- Material shown
== Segment start ==

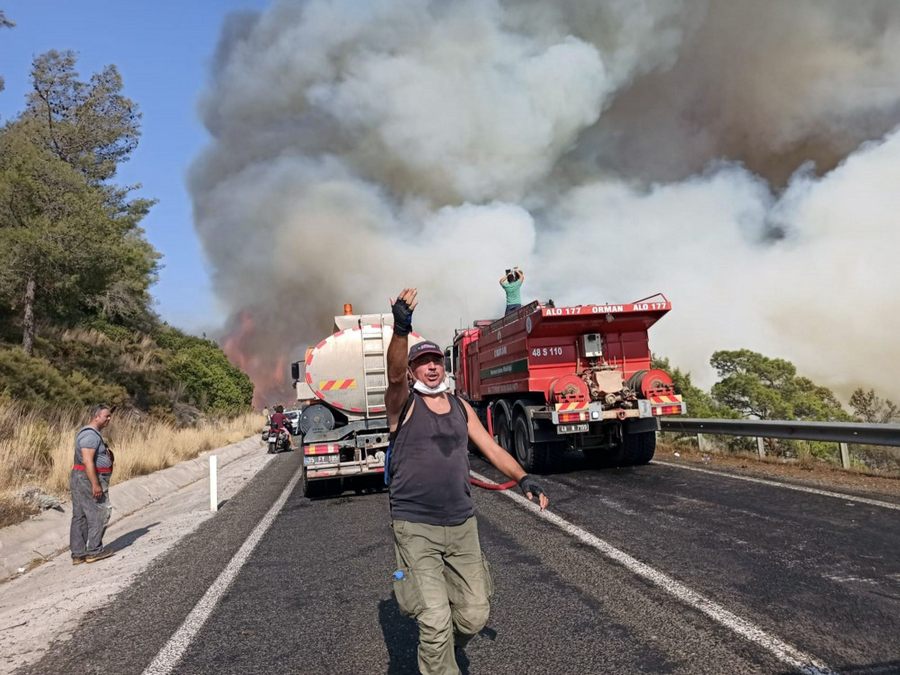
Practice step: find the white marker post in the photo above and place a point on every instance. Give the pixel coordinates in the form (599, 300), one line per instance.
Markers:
(213, 483)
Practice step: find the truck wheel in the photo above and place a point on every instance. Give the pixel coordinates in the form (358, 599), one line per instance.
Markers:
(639, 448)
(533, 457)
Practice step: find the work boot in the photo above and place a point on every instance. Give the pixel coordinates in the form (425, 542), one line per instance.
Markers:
(105, 553)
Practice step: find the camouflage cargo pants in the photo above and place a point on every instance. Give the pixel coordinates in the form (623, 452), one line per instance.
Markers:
(445, 585)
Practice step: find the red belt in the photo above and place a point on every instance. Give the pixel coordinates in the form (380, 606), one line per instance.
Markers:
(80, 467)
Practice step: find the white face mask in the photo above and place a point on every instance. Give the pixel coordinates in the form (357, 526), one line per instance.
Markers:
(423, 388)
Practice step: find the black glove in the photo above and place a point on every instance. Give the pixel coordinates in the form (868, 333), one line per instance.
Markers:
(402, 318)
(528, 484)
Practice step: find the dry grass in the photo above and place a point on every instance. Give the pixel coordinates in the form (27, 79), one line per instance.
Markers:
(36, 448)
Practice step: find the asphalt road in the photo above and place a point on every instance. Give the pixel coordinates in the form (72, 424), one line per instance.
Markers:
(806, 572)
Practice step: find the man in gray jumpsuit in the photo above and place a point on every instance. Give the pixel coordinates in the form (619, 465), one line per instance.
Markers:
(442, 578)
(89, 484)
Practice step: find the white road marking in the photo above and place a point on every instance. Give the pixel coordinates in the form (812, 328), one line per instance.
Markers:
(786, 486)
(784, 652)
(174, 649)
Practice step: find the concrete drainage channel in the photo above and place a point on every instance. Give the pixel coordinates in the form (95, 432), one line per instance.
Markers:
(47, 535)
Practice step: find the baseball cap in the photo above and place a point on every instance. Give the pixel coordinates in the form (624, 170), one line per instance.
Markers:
(425, 347)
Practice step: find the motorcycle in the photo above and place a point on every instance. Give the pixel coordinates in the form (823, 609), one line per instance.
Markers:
(279, 439)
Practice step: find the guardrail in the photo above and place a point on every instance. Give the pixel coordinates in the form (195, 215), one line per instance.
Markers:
(842, 433)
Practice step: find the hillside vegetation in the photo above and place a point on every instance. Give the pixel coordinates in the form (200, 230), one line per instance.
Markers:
(77, 324)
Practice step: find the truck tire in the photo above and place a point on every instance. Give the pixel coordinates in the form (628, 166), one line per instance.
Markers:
(534, 457)
(639, 448)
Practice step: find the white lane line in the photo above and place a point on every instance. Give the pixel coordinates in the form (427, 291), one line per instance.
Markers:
(781, 650)
(786, 486)
(172, 651)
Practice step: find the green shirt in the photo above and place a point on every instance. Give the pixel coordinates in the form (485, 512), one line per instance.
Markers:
(513, 292)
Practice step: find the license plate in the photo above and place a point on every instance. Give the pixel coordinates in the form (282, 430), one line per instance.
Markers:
(311, 460)
(572, 428)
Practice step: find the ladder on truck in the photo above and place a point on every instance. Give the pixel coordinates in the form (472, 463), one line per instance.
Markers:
(374, 353)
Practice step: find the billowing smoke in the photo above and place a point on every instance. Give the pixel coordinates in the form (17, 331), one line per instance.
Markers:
(741, 157)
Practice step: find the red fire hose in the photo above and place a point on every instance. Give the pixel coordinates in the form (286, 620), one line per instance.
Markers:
(492, 486)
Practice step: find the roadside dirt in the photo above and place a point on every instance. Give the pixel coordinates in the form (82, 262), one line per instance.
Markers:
(813, 473)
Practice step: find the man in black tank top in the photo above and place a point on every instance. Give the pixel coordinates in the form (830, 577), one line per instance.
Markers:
(442, 577)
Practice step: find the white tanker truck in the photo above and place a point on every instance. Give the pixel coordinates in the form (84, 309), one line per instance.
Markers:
(342, 382)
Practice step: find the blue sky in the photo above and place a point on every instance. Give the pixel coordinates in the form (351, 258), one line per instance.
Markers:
(162, 50)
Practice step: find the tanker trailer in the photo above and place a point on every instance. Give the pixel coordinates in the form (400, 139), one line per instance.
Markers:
(344, 426)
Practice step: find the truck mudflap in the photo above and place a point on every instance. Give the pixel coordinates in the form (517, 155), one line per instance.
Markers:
(324, 460)
(655, 406)
(669, 404)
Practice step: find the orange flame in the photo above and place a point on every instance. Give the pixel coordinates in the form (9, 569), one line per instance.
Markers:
(251, 350)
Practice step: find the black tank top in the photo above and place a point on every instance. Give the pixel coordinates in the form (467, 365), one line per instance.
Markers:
(430, 467)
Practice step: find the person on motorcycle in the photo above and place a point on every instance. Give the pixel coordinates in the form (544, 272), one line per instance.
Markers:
(282, 423)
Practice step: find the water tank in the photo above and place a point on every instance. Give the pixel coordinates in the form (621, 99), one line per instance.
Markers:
(348, 368)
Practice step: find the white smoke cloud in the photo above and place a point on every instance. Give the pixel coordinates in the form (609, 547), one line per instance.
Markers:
(611, 149)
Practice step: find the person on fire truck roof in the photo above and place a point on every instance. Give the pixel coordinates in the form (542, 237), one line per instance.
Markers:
(512, 281)
(441, 578)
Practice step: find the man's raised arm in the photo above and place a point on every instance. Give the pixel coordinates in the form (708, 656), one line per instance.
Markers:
(398, 349)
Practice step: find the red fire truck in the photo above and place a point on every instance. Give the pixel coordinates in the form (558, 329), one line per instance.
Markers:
(546, 379)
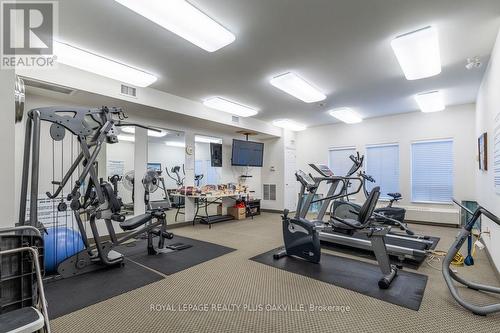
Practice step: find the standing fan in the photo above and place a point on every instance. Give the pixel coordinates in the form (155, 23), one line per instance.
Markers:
(151, 181)
(128, 182)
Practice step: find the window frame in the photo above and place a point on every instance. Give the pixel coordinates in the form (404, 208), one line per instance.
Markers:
(389, 144)
(450, 139)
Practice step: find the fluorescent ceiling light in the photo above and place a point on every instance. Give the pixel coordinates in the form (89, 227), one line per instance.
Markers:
(418, 53)
(228, 106)
(131, 130)
(175, 144)
(206, 139)
(90, 62)
(184, 20)
(430, 101)
(127, 138)
(346, 115)
(289, 124)
(297, 87)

== Segment end ==

- Work to complete
Return the data exactly as it stands, minus the pictures.

- Solution to the exercise
Practice step: find the white marker post in the photo above and place a point on every instance. Give the pixel coordinates in the form (599, 300), one line per instance.
Markers:
(213, 483)
Practice step: find the truck wheel in the photo above and place a point on every instance. Give the pixel coordinates in the form (358, 599), one line per instance.
Markers:
(639, 448)
(533, 457)
Practice step: find the work boot in the photo above and place a point on every instance. Give the pixel coordinates in the form (425, 542), one line per instance.
Markers:
(105, 553)
Practice step: find the camouflage cargo pants in the photo above and place a point on every instance. Give the pixel coordinates in the form (623, 452), one line per instance.
Markers:
(445, 585)
Practice step: find the red belt in the photo above and place a point on every instance. Give the pixel coordinates in the form (380, 606), one line per instance.
Markers:
(80, 467)
Practice step: find the white face mask in the photo above and place a point on every instance. Give the pixel coordinates in the form (357, 526), one line per instance.
Markers:
(423, 388)
Practice step: find the black glove in the photo above and place a point on every instance. Give the pixel coordinates in the form (868, 333), one line per instance.
Markers:
(402, 318)
(528, 484)
Practice step: find the dry grass in the photo above and place a point on every instance. Give the pixel coordinates in the form (27, 79), one line per instance.
Markers:
(36, 448)
Practice step: find the asphalt road in the photo above and place a point on every instance. Give the pixel coordinates in the form (72, 424), one line per instance.
Markers:
(806, 572)
Practice step: find the man in gray jumpsuit in the photo above and place a point on every instance. Give the pixel coordinates in the form (619, 465), one line per instance.
Markers:
(442, 578)
(89, 484)
Practice step: find the white road marking in the photo above and place a point on every instance. Give the pixel coordinates in the form (812, 328), one line per instance.
Markers:
(786, 486)
(784, 652)
(174, 649)
Practice step: find the concrete drainage channel in the photo above and place a point on every instance. Give the pixel coordinates in the form (95, 432), one line per instance.
Markers:
(47, 535)
Practice step: find the baseball cap in the photo above and place a point on every instance. Give the pixel coordinates in the form (624, 170), one line per instance.
Markers:
(425, 347)
Practice step: find the motorcycle in the photo above and place a point on every instance. Give the pixel coordinates in the form (823, 609), one line per instance.
Markers:
(279, 439)
Practice step: find the guardrail in the photo above and place a point on every instance. Give the pixel coordinates in the form (195, 215), one line per instance.
Markers:
(842, 433)
Practice step: find the hillside vegetation in the photo above and place a point on every instance. Give the pixel coordinates in the form (200, 230), one line per instance.
Markers:
(77, 324)
Practice step: find the truck tire in the photo above and place a point on every instance. Give the pixel coordinates in the form (628, 166), one line per instance.
Markers:
(534, 457)
(639, 448)
Practice step: find the white lane line in the photo above and place a point on every instance. Give the pixel coordinates in the form (427, 291), one line per instance.
Markers:
(781, 650)
(786, 486)
(172, 651)
Practice step: find the green shirt in the photo above and place a point on every instance. Give the pixel coordinates in the form (485, 512), one line per instance.
Markers:
(513, 292)
Practice step: find the license plate in the photo above and place a point on every instance. Give the pixel coordinates in the form (282, 430), one line per instance.
Markers:
(311, 460)
(572, 428)
Practice step: find the ladder on truck in the photo above and place a point on every instance. Give the pixel coordinates in the form (472, 463), one line per instance.
Markers:
(374, 353)
Practice step: find the billowing smoke in the photo above and place a point on every instance. Give the pixel coordinates in the form (17, 331), one line per instance.
Markers:
(741, 157)
Practice step: find the red fire hose in the photo above and place a point on every instance. Give the pixel coordinates in the form (286, 620), one line per instance.
Markers:
(492, 486)
Practice step: find the roadside dirt in the photo above and place a point on every instance. Give the pixel coordinates in the form (82, 262), one line per instance.
Markers:
(813, 473)
Practice step: find the man in black tank top in the photo above and place a point on every instance. Give the pixel coordinates in the form (830, 577), one line per instance.
Markers:
(442, 577)
Practice step: find the white tanker truck in the photo above and place a point on every instance. Give the pixel coordinates in the form (84, 309), one line per instance.
Markers:
(342, 382)
Practice step: find the blue sky in the photo above and place a point on every instance. Give the pixel coordinates in the form (351, 258), one line per instance.
Markers:
(162, 50)
Practice step: find the tanker trailer in the photo above and place a point on every instance. Give the pixel coordinates in the form (400, 139), one line per instance.
Markers:
(344, 426)
Practice step: find the truck mudflap in the photo above and place a point on every instance. Give the pixel coordinates in the form (517, 155), one line per instance.
Markers:
(324, 460)
(655, 406)
(669, 404)
Practice step: find the orange flame in the photo above and place a point on every instance. Give the pixel coordinates in the form (9, 569), one line per instance.
Markers:
(251, 350)
Practice step: find the black tank top in the photo above and place a point on every instance. Give the pixel coordinates in the form (467, 365), one line per instance.
Markers:
(430, 467)
Practice step: find the person on motorcycle in the photo above and place a point on every instance. Give the pixel coordinates in the form (544, 272), one line per instance.
Markers:
(282, 423)
Practice step: find the water tank in the photo above and place a point on every instance. Give the pixel coordinates in the form (621, 99), one line per instance.
Markers:
(348, 368)
Practice step: find the white smoke cloud in the photo above and place a point on every instance. Give the pixel coordinates in the form (609, 547), one line per instance.
Markers:
(611, 149)
Practice step: find the person on fire truck roof in the photo above and place a point on every instance. Give the pixel coordinates in the form (542, 237), one line per instance.
Markers:
(512, 281)
(441, 578)
Practice step: find the man's raised arm in the photo above and place a point on every instance. Give the pixel coordinates in the form (708, 656), one line per instance.
Markers:
(398, 349)
Practice step: find the red fire truck in the photo above and place a point on every instance. Give the pixel coordinates in the form (558, 329), one line per instance.
Markers:
(546, 379)
Practice step: find the standing fan in the photo above and place a point on every instance. Give the pixel coordinates in the form (155, 23), one line per instance.
Markers:
(151, 181)
(128, 182)
Practice step: find the window frame in the photo above and place a point on every instance. Give the pixel coordinates in the form (404, 208), one line per instance.
Markers:
(389, 144)
(450, 139)
Practice step: find the fluorescent ceiling light in the photo above and place a point on every instance. Give the pixel coordinates in the form (89, 227), one line per instance.
Markers:
(418, 53)
(228, 106)
(131, 130)
(175, 144)
(206, 139)
(90, 62)
(184, 20)
(430, 101)
(127, 138)
(346, 115)
(289, 124)
(297, 87)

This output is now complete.